• [GIVEN PASSAGE]:
* * *

Everything you need to know about Aplastic Anaemia
Aplastic anaemia is a condition that occurs when the production of white and red blood cells in the bone marrow is not enough. It can occur suddenly or gradually over time.
- The production of white/red blood cells in the bone marrow is less.
- When you look really pale and sickly, it could mean aplastic anaemia.
- Bone marrow transplant is the only successful treatment option.
- Autoimmune disorder can damage bone marrow; seek treatment.
Aplastic anaemia is a very serious condition that occurs when the body stops producing enough white and red blood cells in the bone marrow. It can occur suddenly or gradually and get worse over a period of time. While suffering from it, the patient may feel tired, is many times more prone to contract infections and develop uncontrolled bleeding.
The bone marrow is described in medical terms as aplastic or hypoplastic, meaning empty or containing very few blood cells. The factors that can affect bone marrow and blood cell production are radiation therapy, chemotherapy treatment, toxic chemicals exposure, certain drugs, autoimmune disorders, viral infections and pregnancy.
Early diagnosis of aplastic anaemia leads to prompt and effective treatment or there could be many complications. This is why it is so important to be able to identify symptoms of aplastic anaemia. The following are some symptoms:
- Pale appearance – If you look pale, it could be because of aplastic anaemia. When you look really pale and sickly, see a doctor.
- Lethargy – Feeling of weakness or being tired all at the same time is one of the signs of aplastic anaemia. If you get tired easily even while doing the most basic household chore, you should schedule an appointment with your health care provider.
- Increase in infections, ulcers and sores – You will get infections, unexplained bruises or mouth sores easily. Often, you may bleed from the nose, mouth, rectum and even the gums. When experiencing these symptoms, schedule a checkup with your doctor.
Treatment for aplastic anemia may include medications, blood transfusions or a bone marrow transplant.
- Blood transfusions – Blood transfusions provide blood cells that your bone marrow isn't producing. It is not a cure for the condition but blood transfusion helps control bleeding and alleviate anemia symptoms. Blood transfusion of red blood cells relieve fatigue while transfusion of platelets help prevent excessive bleeding.
- Bone marrow transplant – Also referred to as stem cell transplant, the procedure rebuilds the bone marrow with stem cells from a donor. A stem cell transplant carries risks, but it is the only successful treatment option for people with severe aplastic anaemia.
- Medications – Bone marrow stimulants stimulate the bone marrow to produce new blood cells. These are often used in combination with immune-suppressing drugs. Antibiotics and antivirals are other medications that helps white blood cells in circulation to fight off germs.
- If your work requires you to work with the industrial chemicals, take all necessary precautions to be safe from them.
If you have to work with insecticides or pesticides, avoid direct exposure to them as much as possible. As a consumer, avoid buying foods that are treated with these chemicals.
- Autoimmune disorders put your immune system at risk and damage your bone marrow. If you have an autoimmune disorder, get it treated as soon as possible.
- If you are at higher risk of getting aplastic anaemia, ask your doctor for medicines to prevent aplastic anaemia.

* * *

Answer these questions from the aplastic anaemia text:
(a) What do the medical terms "aplastic or hypoplastic" mean when used to describe the bone marrow?
(b) What does a transfusion of platelets help prevent?
(c) What are bone marrow stimulants often used in combination with?

• [DATASET ENTRIES]:
* * *

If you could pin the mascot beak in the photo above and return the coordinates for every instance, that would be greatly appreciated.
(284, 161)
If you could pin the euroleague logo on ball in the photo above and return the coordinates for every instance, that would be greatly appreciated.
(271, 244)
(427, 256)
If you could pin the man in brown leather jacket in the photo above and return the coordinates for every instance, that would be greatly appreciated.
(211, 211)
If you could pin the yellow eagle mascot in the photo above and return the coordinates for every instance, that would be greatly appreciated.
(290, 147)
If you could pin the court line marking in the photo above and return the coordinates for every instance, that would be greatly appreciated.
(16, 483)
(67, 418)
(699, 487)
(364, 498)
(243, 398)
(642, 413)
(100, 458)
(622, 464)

* * *

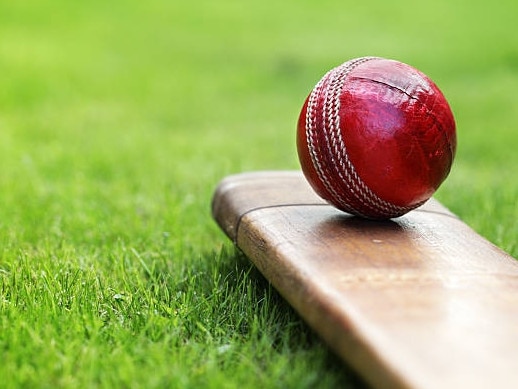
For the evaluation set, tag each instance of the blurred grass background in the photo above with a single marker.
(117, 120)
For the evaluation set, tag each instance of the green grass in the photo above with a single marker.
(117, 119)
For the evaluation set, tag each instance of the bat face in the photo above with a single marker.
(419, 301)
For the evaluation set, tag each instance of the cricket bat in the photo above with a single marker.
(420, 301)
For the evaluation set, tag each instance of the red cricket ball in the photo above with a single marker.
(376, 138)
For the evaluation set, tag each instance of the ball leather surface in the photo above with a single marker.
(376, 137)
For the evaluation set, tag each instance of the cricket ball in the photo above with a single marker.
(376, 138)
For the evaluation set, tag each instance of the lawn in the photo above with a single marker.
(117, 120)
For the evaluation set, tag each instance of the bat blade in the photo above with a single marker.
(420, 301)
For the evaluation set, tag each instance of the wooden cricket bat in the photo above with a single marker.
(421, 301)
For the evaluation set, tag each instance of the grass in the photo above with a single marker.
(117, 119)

* * *

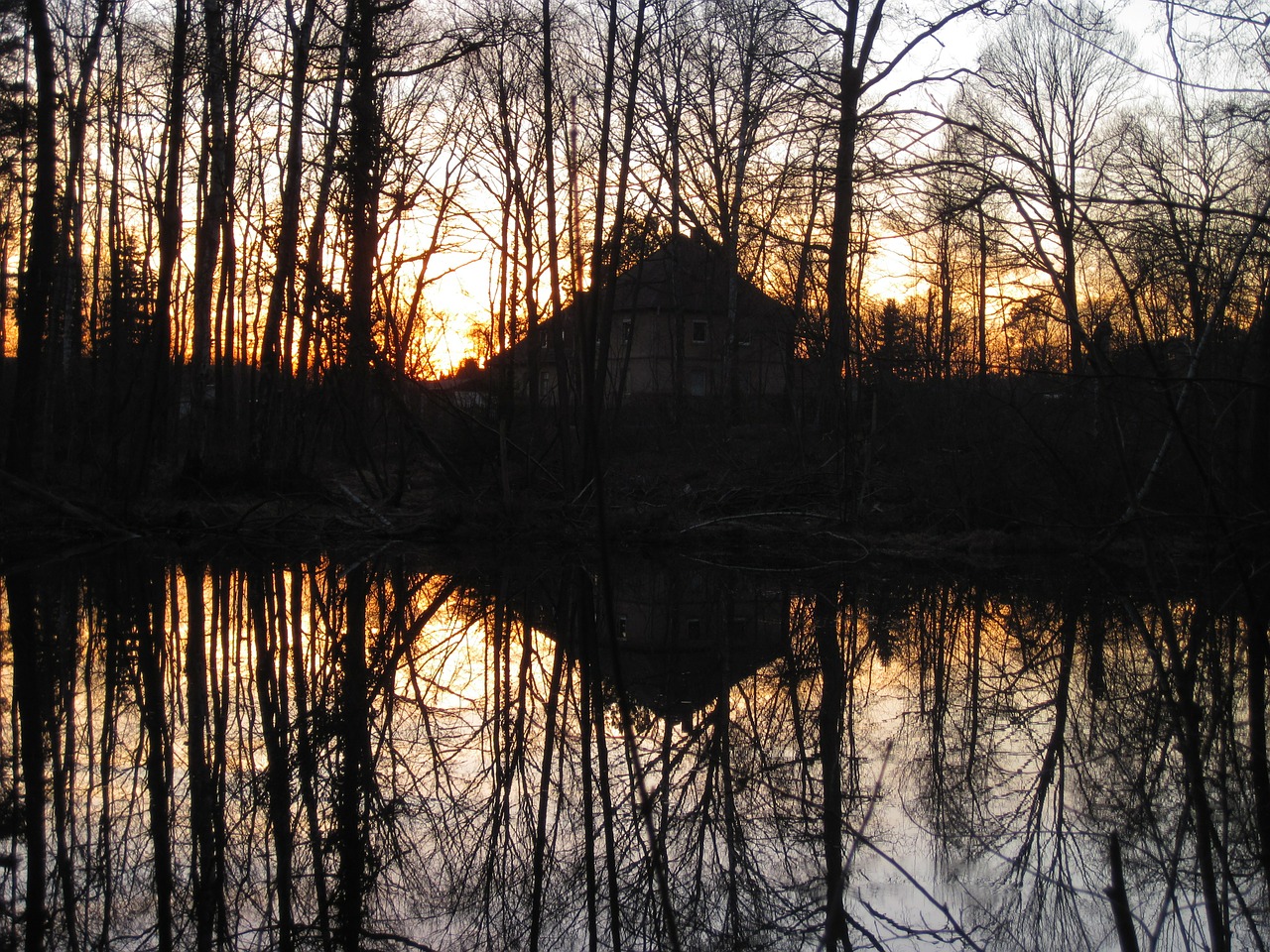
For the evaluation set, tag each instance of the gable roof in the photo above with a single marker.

* * *

• [WRITTEN SOLUTION]:
(a) Empty or containing very few blood cells.
(b) Excessive bleeding.
(c) Immune-suppressing drugs.